** START OF Task data **
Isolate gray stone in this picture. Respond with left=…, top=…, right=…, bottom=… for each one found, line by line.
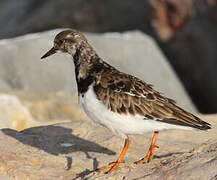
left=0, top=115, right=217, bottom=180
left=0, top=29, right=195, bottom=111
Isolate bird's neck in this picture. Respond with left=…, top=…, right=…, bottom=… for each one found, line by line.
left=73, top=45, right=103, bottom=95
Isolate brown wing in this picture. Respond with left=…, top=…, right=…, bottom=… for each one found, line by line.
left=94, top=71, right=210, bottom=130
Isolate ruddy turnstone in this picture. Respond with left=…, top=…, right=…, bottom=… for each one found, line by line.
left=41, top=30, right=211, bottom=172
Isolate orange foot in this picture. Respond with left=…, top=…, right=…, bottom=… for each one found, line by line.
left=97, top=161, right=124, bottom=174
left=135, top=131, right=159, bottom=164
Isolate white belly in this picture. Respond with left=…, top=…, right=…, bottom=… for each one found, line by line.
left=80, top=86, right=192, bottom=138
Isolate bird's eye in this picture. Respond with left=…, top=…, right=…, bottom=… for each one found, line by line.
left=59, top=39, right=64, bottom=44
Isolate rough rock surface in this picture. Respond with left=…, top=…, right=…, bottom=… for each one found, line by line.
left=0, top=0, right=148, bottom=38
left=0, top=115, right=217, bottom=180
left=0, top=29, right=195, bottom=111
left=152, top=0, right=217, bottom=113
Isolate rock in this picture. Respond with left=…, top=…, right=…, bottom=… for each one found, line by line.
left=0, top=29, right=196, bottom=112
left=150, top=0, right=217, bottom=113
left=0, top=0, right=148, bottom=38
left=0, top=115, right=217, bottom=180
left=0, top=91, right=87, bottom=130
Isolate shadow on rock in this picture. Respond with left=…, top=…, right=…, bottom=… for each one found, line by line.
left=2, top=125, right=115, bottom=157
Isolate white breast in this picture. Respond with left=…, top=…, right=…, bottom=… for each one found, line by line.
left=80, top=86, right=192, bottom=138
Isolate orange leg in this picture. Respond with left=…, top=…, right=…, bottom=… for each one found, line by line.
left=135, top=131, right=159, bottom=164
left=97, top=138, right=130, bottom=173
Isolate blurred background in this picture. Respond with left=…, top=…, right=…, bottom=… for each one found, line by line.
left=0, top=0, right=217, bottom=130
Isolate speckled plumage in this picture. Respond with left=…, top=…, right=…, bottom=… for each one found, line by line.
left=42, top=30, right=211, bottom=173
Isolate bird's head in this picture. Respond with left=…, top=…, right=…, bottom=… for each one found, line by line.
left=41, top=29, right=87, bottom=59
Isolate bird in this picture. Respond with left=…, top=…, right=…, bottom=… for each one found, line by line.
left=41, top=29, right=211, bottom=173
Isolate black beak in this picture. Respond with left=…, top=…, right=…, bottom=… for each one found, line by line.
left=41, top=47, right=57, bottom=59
** END OF Task data **
** START OF Task data **
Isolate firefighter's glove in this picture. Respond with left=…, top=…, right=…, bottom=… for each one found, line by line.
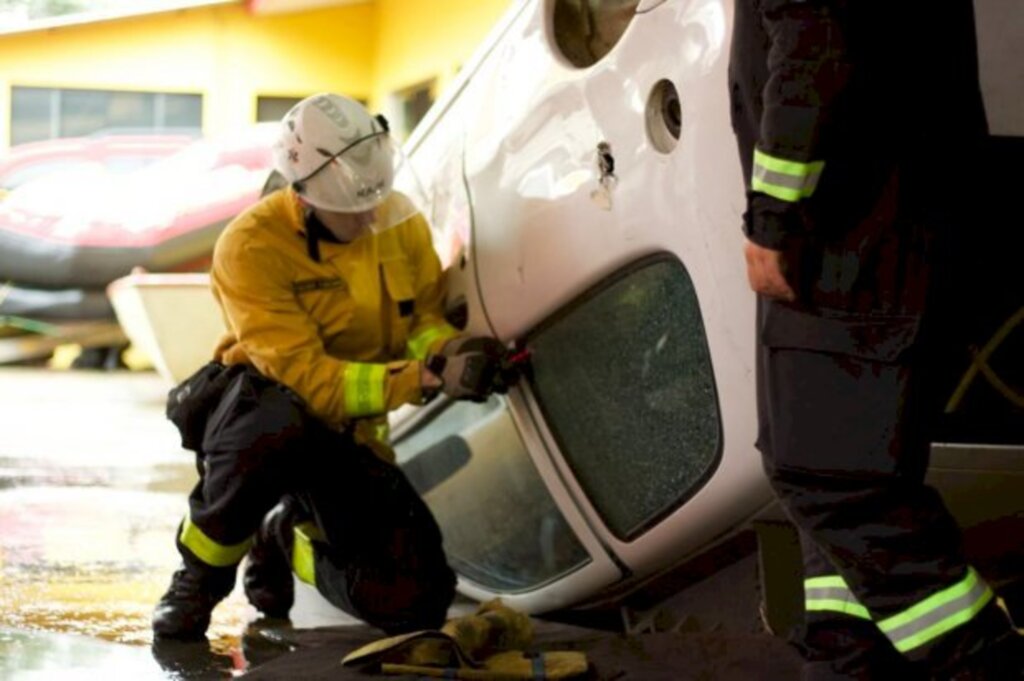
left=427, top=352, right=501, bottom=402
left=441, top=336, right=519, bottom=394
** END OF Task data **
Rewrite the material from the line containing "Isolate bird in" down to the line containing "left=41, top=29, right=211, bottom=173", with "bird" changed to "ruddy turnstone" and everything else left as it is.

Isolate ruddy turnstone in this picture. Respond with left=…, top=…, right=…, bottom=… for each one found, line by line.
left=41, top=29, right=211, bottom=173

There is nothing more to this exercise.